*What to work on*
1. In the blog post below, which book by Sue Blackmore had the writer finished before starting Meme Machine?
2. List every book title named in the blog post below.
3. Carry on the blog post about reading Meme Machine from the point where it stops.

Still not got internet access domestically back in Perth, but hopefully will have within the week.
Watched the sun go down on the beach yesterday whilst reading Meme Machine. As I blogged previously Sue Blackmore is very, very good, and having finished her “Consciousness, An Introduction” I’m now reading her best seller – one that I’ve referred to and quoted indirectly many times, but never previously read.
Really excellent. Again, if I’d read it sooner, she’d have saved me a long journey through modern philosophers of mind. Huge list of references, racked-up whilst being laid-up with illness. Reassuring to find I’ve already covered a fair proportion of them myself – must actually read Dennett’s main best-sellers – Darwin’s Dangerous Idea and Consciousness Explained – though I suspect Sue has done me a good job in summarising their main thrust.
Gist – she talks about memes not generally being high-fidelity replicators with only exceptional mutations, unlike genes. Some phrases and neologisms may be repeated verbatim (but we’re talking language here) but most memes replicate the general idea – the gist, the essence – but with constant unwitting variations in subtlety of the concept understood or intended.
Unleashed – memes as truly independent replicators, ie not dependent on genes in the long-run, not simply an expension of genetic evolution. I think that’s correct – they’re not independent in the sense that memetic and genetic evolution can and do affect each other, but neither is led by the other. Clearly if brains die out, memes will fall on hard times, but equally memes can control the environment in which brains evolve. Remembering that the “selfishness” of replication intent is an anthropomorphic metaphor, it nevertheless suggests an uneasy alliance between competing drives.

*Data records*
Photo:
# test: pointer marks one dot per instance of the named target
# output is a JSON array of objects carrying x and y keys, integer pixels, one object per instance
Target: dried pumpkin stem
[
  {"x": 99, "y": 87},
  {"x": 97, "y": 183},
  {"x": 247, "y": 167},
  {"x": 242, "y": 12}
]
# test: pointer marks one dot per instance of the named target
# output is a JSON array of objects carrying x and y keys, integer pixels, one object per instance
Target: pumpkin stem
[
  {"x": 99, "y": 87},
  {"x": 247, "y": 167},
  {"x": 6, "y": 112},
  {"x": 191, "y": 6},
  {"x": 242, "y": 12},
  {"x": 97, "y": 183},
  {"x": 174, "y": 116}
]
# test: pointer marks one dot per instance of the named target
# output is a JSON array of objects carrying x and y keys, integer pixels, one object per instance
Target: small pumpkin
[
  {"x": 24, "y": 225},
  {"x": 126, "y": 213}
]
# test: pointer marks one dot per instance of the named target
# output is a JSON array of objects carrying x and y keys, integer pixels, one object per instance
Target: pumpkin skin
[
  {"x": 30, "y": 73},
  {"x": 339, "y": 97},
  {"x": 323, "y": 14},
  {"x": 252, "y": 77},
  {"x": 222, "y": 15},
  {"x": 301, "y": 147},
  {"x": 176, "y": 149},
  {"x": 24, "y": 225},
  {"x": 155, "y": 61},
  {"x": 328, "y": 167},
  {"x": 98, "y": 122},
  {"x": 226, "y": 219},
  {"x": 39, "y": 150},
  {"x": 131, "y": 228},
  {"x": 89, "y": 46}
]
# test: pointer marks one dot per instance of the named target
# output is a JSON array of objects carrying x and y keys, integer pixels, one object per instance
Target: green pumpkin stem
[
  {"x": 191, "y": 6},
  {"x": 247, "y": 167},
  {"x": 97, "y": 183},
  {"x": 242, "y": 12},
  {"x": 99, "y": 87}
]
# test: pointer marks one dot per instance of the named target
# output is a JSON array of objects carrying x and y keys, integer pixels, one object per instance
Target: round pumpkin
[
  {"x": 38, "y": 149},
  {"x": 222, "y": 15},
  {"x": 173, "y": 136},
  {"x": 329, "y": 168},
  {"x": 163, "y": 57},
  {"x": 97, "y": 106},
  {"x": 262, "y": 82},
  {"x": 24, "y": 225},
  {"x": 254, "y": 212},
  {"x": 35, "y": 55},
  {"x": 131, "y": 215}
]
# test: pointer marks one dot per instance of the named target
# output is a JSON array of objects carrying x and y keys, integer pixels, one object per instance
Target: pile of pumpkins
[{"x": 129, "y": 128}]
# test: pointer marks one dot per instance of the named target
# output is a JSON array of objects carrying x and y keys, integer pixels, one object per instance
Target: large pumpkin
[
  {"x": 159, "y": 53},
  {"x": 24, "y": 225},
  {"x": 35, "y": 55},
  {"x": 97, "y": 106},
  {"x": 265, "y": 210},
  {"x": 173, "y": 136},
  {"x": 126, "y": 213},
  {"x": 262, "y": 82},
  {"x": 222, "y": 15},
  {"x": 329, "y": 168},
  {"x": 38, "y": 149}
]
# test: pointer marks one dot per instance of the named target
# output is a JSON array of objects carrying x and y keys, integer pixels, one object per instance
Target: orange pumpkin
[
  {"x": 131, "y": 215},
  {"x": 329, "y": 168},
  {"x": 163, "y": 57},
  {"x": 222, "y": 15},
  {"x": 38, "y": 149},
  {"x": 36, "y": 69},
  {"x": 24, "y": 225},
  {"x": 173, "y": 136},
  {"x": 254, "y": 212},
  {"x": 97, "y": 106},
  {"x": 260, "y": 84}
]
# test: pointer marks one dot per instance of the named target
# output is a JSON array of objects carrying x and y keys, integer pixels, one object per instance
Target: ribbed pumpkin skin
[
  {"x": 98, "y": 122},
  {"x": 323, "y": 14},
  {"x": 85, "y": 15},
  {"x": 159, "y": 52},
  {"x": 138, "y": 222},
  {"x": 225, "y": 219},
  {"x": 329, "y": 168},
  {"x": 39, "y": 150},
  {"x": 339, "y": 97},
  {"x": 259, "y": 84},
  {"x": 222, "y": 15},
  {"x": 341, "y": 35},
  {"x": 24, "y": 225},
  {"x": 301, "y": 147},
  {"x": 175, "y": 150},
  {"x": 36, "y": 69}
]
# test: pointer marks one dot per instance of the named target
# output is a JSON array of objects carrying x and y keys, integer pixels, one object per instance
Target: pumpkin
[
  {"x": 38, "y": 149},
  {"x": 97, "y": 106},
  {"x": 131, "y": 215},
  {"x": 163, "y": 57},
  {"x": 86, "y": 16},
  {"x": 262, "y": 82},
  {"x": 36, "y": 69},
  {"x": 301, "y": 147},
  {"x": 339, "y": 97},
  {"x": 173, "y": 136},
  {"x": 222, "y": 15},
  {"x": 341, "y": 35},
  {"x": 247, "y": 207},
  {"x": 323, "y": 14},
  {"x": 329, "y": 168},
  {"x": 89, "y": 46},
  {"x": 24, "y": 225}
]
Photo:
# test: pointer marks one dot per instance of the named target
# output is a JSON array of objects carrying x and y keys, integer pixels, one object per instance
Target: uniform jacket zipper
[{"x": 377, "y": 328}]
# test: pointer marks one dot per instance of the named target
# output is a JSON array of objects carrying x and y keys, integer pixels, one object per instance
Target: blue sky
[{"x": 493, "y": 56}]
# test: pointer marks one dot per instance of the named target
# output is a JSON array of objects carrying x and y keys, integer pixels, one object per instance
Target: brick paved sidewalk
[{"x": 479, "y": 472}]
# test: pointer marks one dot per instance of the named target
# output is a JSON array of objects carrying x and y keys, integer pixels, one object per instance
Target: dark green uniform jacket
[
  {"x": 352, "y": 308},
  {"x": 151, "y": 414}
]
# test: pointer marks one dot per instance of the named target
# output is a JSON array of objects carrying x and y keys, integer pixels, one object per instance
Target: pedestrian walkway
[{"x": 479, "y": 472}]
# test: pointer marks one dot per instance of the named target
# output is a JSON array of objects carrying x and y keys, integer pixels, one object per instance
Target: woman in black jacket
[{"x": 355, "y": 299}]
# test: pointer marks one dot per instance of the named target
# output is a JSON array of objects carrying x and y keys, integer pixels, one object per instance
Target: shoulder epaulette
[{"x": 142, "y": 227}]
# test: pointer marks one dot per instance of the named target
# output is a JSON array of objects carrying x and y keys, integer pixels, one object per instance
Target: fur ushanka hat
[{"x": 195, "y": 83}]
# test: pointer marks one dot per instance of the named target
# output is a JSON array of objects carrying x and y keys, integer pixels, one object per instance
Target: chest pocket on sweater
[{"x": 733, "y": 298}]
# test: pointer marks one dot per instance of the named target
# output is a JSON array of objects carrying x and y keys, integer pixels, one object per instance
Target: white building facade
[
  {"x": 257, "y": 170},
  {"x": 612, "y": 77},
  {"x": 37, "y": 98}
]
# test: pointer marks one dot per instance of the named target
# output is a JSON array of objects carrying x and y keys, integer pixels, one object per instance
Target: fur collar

*List of answers*
1. "Consciousness, An Introduction"

2.
- Meme Machine
- Consciousness, An Introduction
- Darwin's Dangerous Idea
- Consciousness Explained

3.
My view – in a physicalist sense memes came after genes but before religious memeplexes – For individual memes, selfish intent may be only a metaphor, but for widely held beliefs, collective conscious intent, can be no less real and any more metaphorical than individual human intent. This implies human intent (individual and collective) can choose the path it wishes to steer memetic (even genetic) evolution – this is why human (high-level) consciousness is so special – we have been unleashed on the hitherto unsuspecting world – our consciousness can have objectives, even if it doesn’t necessarily understand or control the mechanisms sufficiently to succeed in realising its intent. Spooky. probably means, as Dennett already suggested apparently, that memes ARE consciousness itself – the thoughts are doing the thinking.
Linguistics – the subjective symbolic framing of concepts “out there” – can it ever be anything but metaphorical ? Come in Lakoff, you’re time is right.
Sue really is a good writer. So easy to read and with a smile too.